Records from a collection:
⁂
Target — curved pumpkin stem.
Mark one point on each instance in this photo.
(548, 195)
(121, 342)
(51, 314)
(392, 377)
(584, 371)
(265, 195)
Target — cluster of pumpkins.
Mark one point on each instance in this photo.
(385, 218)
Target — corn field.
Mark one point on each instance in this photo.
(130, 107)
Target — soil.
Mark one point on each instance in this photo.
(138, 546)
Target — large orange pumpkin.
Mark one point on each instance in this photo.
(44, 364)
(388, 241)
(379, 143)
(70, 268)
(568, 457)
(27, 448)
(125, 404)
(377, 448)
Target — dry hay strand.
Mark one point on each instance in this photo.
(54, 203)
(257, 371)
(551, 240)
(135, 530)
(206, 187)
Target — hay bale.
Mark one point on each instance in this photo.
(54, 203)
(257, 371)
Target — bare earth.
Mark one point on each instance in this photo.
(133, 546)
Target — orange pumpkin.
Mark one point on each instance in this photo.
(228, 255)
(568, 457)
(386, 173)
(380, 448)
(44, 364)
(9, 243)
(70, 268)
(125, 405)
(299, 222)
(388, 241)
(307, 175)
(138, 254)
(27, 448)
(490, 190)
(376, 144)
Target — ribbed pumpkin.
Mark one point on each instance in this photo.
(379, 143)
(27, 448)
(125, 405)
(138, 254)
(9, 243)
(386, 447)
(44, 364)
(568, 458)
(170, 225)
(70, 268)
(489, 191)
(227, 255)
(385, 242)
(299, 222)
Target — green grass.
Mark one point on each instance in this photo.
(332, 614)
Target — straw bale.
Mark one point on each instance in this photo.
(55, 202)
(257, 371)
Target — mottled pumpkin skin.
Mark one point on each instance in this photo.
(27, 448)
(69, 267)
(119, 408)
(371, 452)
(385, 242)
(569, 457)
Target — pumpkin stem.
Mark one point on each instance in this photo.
⁂
Exercise instructions: Count the lines in the records that contain the word "stem", and give only that number.

Response area: 2